FONTE:
|---|

Também em Portugal, a Constituição de 1933, portanto no século passado, no artigo 8º, inciso 19, consta “o direito de resistir a quaisquer ordens que infrinjam as garantias individuais, se não estiverem legalmente suspensas”.Como s vê, agora não se trata de resistência popular.

Nuno Rogeiro, sintetiza a conseqüência da positivação do Direito de Resistência com as seguintes palavras:

“Quando a ordem positiva reconhece o Direito de Resistência, não está, por esse facto, a admitir um direito à rebelião: esta é uma revolta contra a lei e aquela uma reacção à ilegalidade, se bem que a acessoriedade de actos violentos e a possível passagem à Resistência activa desperte problemas análogos aos criados pelo “excesso de legítima defesa na esfera penal”.

O Direito de Resistência, mesmo com a sua releitura positivada, passou a ser combatido. L. Duguit, entre envergonhado e crítico, ensina:

“O Direito de insurreição, incontestável em teoria, é de fato desprovido de eficácia. A lei constitucional de um país não pode reconhecê-lo sem lançar nesse país um fermento de anarquia”.

É velho temor diante do povo a construir o seu destino.

|---|

DADOS FORNECIDOS:
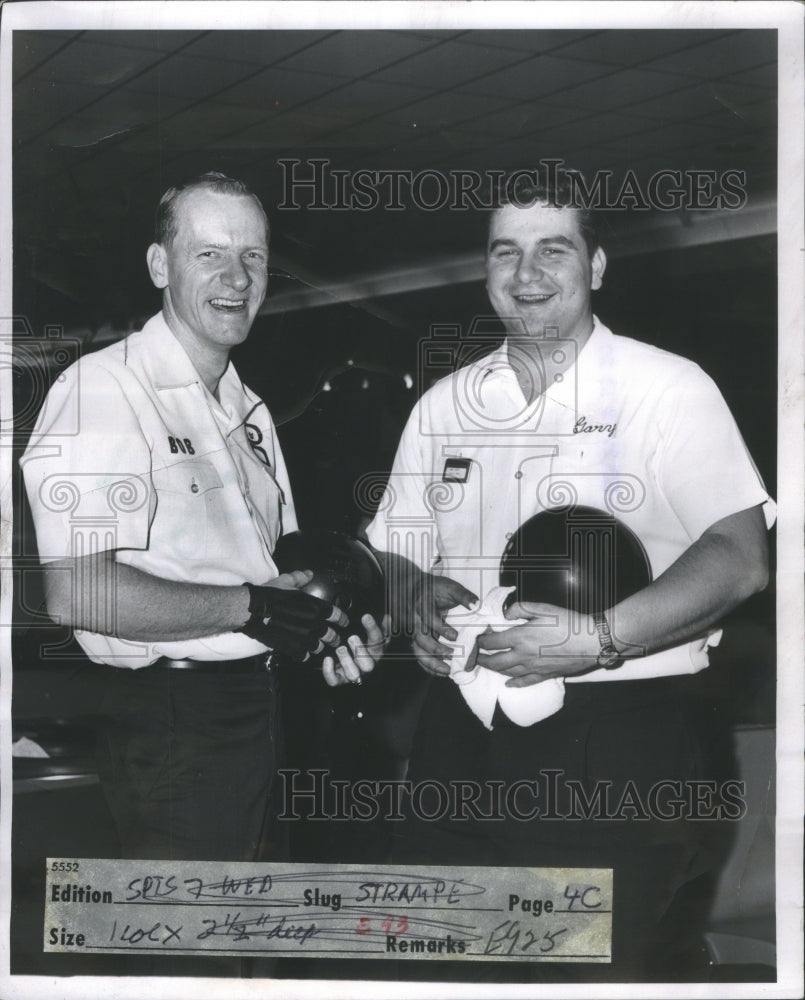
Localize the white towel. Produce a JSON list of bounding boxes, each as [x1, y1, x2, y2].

|---|

TAREFAS ESCRITAS:
a. Segundo o texto sobre o direito de resistência, em que artigo e inciso da Constituição portuguesa de 1933 consta o direito de resistir a ordens que infrinjam as garantias individuais?
b. Retome o texto sobre o direito de resistência a partir do ponto em que ele termina.

RESPOSTAS ÀS TAREFAS:
a. No artigo 8º, inciso 19.

b.
Apesar disso, a Lei Fundamental da Alemanha em seu art. 20, inciso 4, reconhece o direito de resistência, depois de caracterizar o Estado Democrático:

“Não havendo outra alternativa, todos os alemães têm o direito de resistir contra essa ordem”.

Em Portugal, a Constituição da República, de 1976, reafirma o direito de resistir à ordem que contraria direitos, liberdades e garantias individuais. Ambas essas Constituições, assim, pensam o Direito de Resistência como direito individual. Ou como meio de limitação do poder político. Mas, curiosamente, a Constituição da República Democrática Alemã, de 1968, e a Constituição Portuguesa de 1976, reconhecem o direito de insurreição a outros povos, ou como está escrito: o “direito dos povos à insurreição”.

Esse Direito de Resistência, tão fortemente discutido na França nos anos 50, por, dentre outros, Laubadere, Debbash e Nizard, ainda merece, hoje, nosso olhar e nosso estudo?

Penso que sim. Digo que é um tema ainda atual que não se alimenta apenas da memória da boa Antígona. Porém, as bases de sua compreensão já são outras. Ainda deve-se cumprir um processo de maturação de idéias.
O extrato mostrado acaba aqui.